┌─ Data shown

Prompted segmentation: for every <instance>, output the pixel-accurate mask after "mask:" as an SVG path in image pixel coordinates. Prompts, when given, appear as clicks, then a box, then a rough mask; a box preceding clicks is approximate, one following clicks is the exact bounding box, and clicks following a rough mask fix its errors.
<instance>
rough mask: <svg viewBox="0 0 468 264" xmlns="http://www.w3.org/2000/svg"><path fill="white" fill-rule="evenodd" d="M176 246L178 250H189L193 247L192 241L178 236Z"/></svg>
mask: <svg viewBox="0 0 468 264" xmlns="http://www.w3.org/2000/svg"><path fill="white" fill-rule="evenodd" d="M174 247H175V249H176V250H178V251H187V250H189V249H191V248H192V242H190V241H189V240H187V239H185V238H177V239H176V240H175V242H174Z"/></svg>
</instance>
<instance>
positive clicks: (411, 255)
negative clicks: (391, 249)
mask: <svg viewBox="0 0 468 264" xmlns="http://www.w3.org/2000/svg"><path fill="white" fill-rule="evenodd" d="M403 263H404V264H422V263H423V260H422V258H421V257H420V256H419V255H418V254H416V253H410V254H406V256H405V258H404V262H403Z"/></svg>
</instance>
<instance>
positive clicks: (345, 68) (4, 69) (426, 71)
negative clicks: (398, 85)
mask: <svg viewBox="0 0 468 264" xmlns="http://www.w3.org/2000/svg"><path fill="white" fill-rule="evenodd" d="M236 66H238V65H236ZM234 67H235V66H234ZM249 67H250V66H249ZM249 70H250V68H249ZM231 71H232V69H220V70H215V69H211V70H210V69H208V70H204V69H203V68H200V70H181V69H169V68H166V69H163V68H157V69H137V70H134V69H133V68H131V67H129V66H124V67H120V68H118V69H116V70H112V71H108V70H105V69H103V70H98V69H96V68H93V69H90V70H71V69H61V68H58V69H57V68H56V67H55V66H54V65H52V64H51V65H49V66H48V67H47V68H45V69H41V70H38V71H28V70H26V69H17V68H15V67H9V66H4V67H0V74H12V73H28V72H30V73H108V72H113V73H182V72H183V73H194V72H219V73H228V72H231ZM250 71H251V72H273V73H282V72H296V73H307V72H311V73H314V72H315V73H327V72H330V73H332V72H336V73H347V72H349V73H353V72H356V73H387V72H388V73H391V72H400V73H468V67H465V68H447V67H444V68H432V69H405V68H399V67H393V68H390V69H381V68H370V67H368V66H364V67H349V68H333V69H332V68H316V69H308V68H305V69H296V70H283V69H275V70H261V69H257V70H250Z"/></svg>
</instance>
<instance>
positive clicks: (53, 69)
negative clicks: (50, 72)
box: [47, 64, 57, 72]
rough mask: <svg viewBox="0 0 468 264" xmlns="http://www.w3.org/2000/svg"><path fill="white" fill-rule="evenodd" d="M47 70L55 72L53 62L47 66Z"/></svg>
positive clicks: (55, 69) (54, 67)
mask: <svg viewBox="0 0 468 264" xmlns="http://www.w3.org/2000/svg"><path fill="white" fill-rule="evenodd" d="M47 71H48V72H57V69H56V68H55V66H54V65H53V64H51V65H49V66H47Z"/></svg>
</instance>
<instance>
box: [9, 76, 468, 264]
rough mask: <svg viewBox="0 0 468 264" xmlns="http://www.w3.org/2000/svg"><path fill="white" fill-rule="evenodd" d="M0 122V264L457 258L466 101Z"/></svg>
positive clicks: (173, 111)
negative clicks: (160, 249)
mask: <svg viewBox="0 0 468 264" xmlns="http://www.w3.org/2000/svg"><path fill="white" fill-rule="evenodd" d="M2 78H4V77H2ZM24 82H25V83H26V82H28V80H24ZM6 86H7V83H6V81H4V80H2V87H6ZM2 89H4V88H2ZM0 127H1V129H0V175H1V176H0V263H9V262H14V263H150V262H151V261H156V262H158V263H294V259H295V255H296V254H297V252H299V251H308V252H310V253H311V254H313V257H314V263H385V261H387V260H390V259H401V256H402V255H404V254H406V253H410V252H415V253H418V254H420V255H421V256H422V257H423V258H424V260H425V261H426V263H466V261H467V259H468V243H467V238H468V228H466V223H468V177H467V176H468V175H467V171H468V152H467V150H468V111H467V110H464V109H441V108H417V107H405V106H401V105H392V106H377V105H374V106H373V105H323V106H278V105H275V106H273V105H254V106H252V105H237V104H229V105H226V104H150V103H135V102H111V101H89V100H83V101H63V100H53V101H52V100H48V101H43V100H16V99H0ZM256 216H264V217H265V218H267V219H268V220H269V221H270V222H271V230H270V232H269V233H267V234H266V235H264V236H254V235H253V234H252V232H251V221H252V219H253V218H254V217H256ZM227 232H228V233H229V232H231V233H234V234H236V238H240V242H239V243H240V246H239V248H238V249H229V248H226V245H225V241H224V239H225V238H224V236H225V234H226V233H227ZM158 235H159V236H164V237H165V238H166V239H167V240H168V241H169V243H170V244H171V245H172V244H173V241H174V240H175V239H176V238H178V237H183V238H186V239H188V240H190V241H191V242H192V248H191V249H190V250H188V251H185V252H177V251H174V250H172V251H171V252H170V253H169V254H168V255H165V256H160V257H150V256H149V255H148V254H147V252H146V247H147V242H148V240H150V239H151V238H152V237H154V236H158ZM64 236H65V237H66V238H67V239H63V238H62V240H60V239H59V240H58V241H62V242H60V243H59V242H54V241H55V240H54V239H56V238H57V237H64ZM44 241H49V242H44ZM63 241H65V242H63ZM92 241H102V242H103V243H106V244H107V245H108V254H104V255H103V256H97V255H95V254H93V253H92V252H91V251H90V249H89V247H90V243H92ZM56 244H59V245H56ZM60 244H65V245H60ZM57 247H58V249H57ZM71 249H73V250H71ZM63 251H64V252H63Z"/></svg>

└─

- _Exercise_
Convert every line of the records above into a Markdown table with two columns, Row and Line, numbering the rows in order and omitting blank lines.

- _Reply_
| Row | Line |
|---|---|
| 1 | Prompted segmentation: for every <instance>, output the pixel-accurate mask after "mask:" as an SVG path in image pixel coordinates. Prompts, when given, appear as clicks, then a box, then a rough mask; a box preceding clicks is approximate, one following clicks is the exact bounding box, and clicks following a rough mask fix its errors. |
| 2 | <instance> |
| 3 | rough mask: <svg viewBox="0 0 468 264" xmlns="http://www.w3.org/2000/svg"><path fill="white" fill-rule="evenodd" d="M176 246L178 250H189L193 247L192 241L178 236Z"/></svg> |
| 4 | mask: <svg viewBox="0 0 468 264" xmlns="http://www.w3.org/2000/svg"><path fill="white" fill-rule="evenodd" d="M174 247H175V249H176V250H178V251H187V250H189V249H191V248H192V242H190V241H189V240H187V239H185V238H177V239H176V240H175V242H174Z"/></svg> |
| 5 | </instance> |
| 6 | <instance> |
| 7 | positive clicks: (411, 255) |
| 8 | negative clicks: (391, 249) |
| 9 | mask: <svg viewBox="0 0 468 264" xmlns="http://www.w3.org/2000/svg"><path fill="white" fill-rule="evenodd" d="M403 263H404V264H422V263H423V260H422V258H421V257H420V256H419V255H418V254H416V253H410V254H406V256H405V258H404V262H403Z"/></svg> |
| 10 | </instance> |
| 11 | <instance> |
| 12 | positive clicks: (345, 68) (4, 69) (426, 71) |
| 13 | negative clicks: (398, 85) |
| 14 | mask: <svg viewBox="0 0 468 264" xmlns="http://www.w3.org/2000/svg"><path fill="white" fill-rule="evenodd" d="M236 66H238V65H236ZM234 67H235V66H234ZM249 67H250V66H249ZM249 70H250V68H249ZM231 71H232V69H220V70H215V69H211V70H210V69H208V70H204V69H203V68H200V70H181V69H169V68H166V69H163V68H157V69H137V70H134V69H133V68H131V67H129V66H124V67H120V68H118V69H116V70H112V71H108V70H105V69H103V70H98V69H96V68H93V69H90V70H71V69H61V68H58V69H57V68H56V67H55V66H54V65H52V64H51V65H49V66H48V67H47V68H45V69H41V70H38V71H28V70H26V69H17V68H15V67H9V66H4V67H0V74H12V73H28V72H30V73H108V72H113V73H182V72H183V73H194V72H219V73H228V72H231ZM250 71H251V72H273V73H282V72H296V73H307V72H311V73H314V72H315V73H327V72H330V73H332V72H336V73H347V72H349V73H353V72H356V73H387V72H388V73H391V72H400V73H468V67H465V68H447V67H444V68H432V69H405V68H399V67H393V68H390V69H381V68H370V67H368V66H364V67H349V68H333V69H332V68H316V69H308V68H305V69H296V70H283V69H275V70H261V69H257V70H250Z"/></svg> |
| 15 | </instance> |
| 16 | <instance> |
| 17 | positive clicks: (53, 69) |
| 18 | negative clicks: (50, 72) |
| 19 | box: [47, 64, 57, 72] |
| 20 | rough mask: <svg viewBox="0 0 468 264" xmlns="http://www.w3.org/2000/svg"><path fill="white" fill-rule="evenodd" d="M47 70L55 72L53 62L47 66Z"/></svg> |
| 21 | positive clicks: (55, 69) (54, 67) |
| 22 | mask: <svg viewBox="0 0 468 264" xmlns="http://www.w3.org/2000/svg"><path fill="white" fill-rule="evenodd" d="M47 71H48V72H57V69H56V68H55V66H54V65H53V64H51V65H49V66H47Z"/></svg> |
| 23 | </instance> |
| 24 | <instance> |
| 25 | box: [9, 76, 468, 264] |
| 26 | rough mask: <svg viewBox="0 0 468 264" xmlns="http://www.w3.org/2000/svg"><path fill="white" fill-rule="evenodd" d="M0 122V264L457 258L466 101Z"/></svg> |
| 27 | positive clicks: (173, 111) |
| 28 | negative clicks: (160, 249) |
| 29 | mask: <svg viewBox="0 0 468 264" xmlns="http://www.w3.org/2000/svg"><path fill="white" fill-rule="evenodd" d="M2 78H4V77H2ZM24 82H25V83H26V82H28V80H24ZM6 86H7V83H6V81H4V80H2V87H6ZM2 89H4V88H2ZM0 127H1V129H0V175H1V176H0V263H9V262H14V263H150V262H151V261H156V262H158V263H294V259H295V255H296V254H297V252H299V251H308V252H310V253H311V254H313V257H314V263H385V261H387V260H390V259H401V256H402V255H404V254H406V253H410V252H415V253H418V254H420V255H421V256H422V257H423V258H424V260H425V261H426V263H466V261H467V259H468V243H467V238H468V228H466V223H468V177H467V176H468V175H467V171H468V152H467V150H468V111H467V110H464V109H441V108H417V107H405V106H401V105H392V106H377V105H374V106H373V105H323V106H278V105H275V106H273V105H254V106H252V105H237V104H229V105H226V104H150V103H135V102H111V101H89V100H83V101H63V100H53V101H52V100H48V101H43V100H16V99H0ZM256 216H264V217H265V218H267V219H268V220H269V221H270V222H271V230H270V232H269V233H267V234H266V235H264V236H254V235H253V234H252V232H251V221H252V219H253V218H254V217H256ZM227 232H228V233H229V232H231V233H234V234H236V238H240V242H239V243H240V246H239V248H238V249H229V248H226V245H225V241H224V239H225V238H224V236H225V234H226V233H227ZM158 235H159V236H164V237H165V238H166V239H167V240H168V241H169V243H170V244H171V245H172V244H173V241H174V240H175V239H176V238H178V237H183V238H186V239H188V240H190V241H191V242H192V248H191V249H190V250H188V251H185V252H177V251H174V250H172V251H171V252H170V253H169V254H168V255H165V256H160V257H150V256H149V255H148V254H147V252H146V247H147V242H148V240H150V239H151V238H152V237H154V236H158ZM64 236H65V237H66V238H67V239H63V238H62V240H60V239H59V240H58V241H62V242H60V243H59V242H54V241H55V240H54V239H56V238H57V237H64ZM44 241H49V242H44ZM63 241H65V242H63ZM92 241H102V242H103V243H106V244H107V245H108V254H104V255H103V256H97V255H95V254H93V253H92V252H91V251H90V249H89V247H90V243H92ZM56 244H59V245H56ZM60 244H65V245H60ZM57 247H58V249H57ZM71 249H73V250H71ZM63 251H64V252H63Z"/></svg> |